Reading text:
************

With passing years, the bridge's girders and foundations were found weak for increasing loads. Between the years 1896-1902 it was deemed necessary to strengthen the structure. In fact, when the Government of Bombay later appointed C.H. Merz as a consultant for the electrification of suburban railways, he had suggested the replacement of the Bassein Bridge. The warren girders were replaced with fish plate girders, and the foundations were strengthened with the addition of 2' 6" diameter screw piles to each Pier, on both the west and east sides. Besides, a continuous girder was introduced over the five piles. In screwing the additional piles, a different method from the previous one was utilised. The capstan had radiating arms, forming a 12 ft diameter circle, and around this ropes were wound in opposing directions, and the falls were fastened to hand winches.

Eventually, it was discovered that even the above reinforcements were inadequate to bear the ever increasing traffic loads, and investigations were commenced for replacement of the bridges. Around this time, speed restrictions were imposed on the trains passing through the bridges. Local trains were limited to 15 mph (24 kph), while through trains were limited to 8 mph (13 kph). Several alternatives were considered, and it was finally decided that the new bridge must be built 120 ft east of the old bridges, to avoid the stone pitching dumped around the old piers. These were to have the same number and length of spans as the old bridges, but capable of withstanding the BB&CI Standard loading of 1916.

************

Entries shown:
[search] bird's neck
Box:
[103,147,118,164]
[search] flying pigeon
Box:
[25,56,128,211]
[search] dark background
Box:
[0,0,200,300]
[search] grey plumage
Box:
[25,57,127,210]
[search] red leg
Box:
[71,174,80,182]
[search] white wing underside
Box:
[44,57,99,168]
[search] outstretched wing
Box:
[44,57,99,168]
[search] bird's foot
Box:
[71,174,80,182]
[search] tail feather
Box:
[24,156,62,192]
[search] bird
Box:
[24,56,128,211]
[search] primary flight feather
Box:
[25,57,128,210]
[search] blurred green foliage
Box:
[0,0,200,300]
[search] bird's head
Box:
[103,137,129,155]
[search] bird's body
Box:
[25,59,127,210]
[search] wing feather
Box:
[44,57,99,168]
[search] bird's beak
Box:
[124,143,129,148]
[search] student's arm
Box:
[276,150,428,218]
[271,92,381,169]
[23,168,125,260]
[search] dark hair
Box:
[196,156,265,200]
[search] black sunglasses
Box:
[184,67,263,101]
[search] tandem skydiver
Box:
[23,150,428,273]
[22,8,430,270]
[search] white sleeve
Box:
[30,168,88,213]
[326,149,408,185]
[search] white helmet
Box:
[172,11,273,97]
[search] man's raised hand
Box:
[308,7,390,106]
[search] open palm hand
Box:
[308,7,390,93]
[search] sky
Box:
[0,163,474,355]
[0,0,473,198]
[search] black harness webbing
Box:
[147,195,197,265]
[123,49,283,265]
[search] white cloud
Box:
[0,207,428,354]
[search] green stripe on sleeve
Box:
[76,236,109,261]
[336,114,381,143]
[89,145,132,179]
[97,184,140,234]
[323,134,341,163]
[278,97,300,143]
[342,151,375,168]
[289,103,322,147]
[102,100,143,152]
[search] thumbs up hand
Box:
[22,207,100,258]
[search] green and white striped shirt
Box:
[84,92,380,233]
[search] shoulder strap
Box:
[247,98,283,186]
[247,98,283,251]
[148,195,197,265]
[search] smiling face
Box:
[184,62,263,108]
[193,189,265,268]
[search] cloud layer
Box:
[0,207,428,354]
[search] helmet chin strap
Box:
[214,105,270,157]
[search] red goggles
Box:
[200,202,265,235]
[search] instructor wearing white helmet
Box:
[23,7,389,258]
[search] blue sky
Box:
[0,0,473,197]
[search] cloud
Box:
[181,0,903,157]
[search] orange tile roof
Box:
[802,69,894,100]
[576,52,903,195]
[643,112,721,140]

************

Questions to answer:
1. From the passage on the Bassein Bridge, list the changes made to the bridge's structure when it was strengthened.
2. Carry on the passage about the Bassein Bridge from its last sentence.

Answer section:
1.
- The warren girders were replaced with fish plate girders.
- Screw piles 2' 6" in diameter were added to each pier, on both the west and east sides.
- A continuous girder was introduced over the five piles.

2.
The piers were to be of braced cast iron screw piles. Every pier would comprise six piles spaced 9 ft centres. Five of these piles would be 3 ft in diameter, with a 5' 8" diameter cast steel blade, while the westernmost pile (the fender pile) would be 2' 6" in diameter, with a 4' 6" diameter blade. The westernmost pile was to be kept 3 ft in diameter, so as to allow future widening of the bridges, in case the line would be quadrupled .

The Panjoo Island served as the base of operations, where the main stocking house, powerhouse, and stores were located. Preliminary works for the construction of approach banks and stacking yards were commenced at the start of 1920, but the preparatory works wasn't taken in hand until the start of 1923. Although it was initially expected that all plant would be ready for work by 1923-24; however this was delayed due to the non delivery of electrical and other plant. The bridges reached an advanced stage of construction in August 1925.

The original steel bridge was decommissioned and replaced by the new, first concrete bridge to the east in 1983. The second concrete bridge was constructed in 2004 as part of the – quadrupling work, however the 3rd & 4th tracks between Borivali and Virar weren't opened until 2007. 2018, a dredger, 'Sea King' hit the piers of the abandoned bridge.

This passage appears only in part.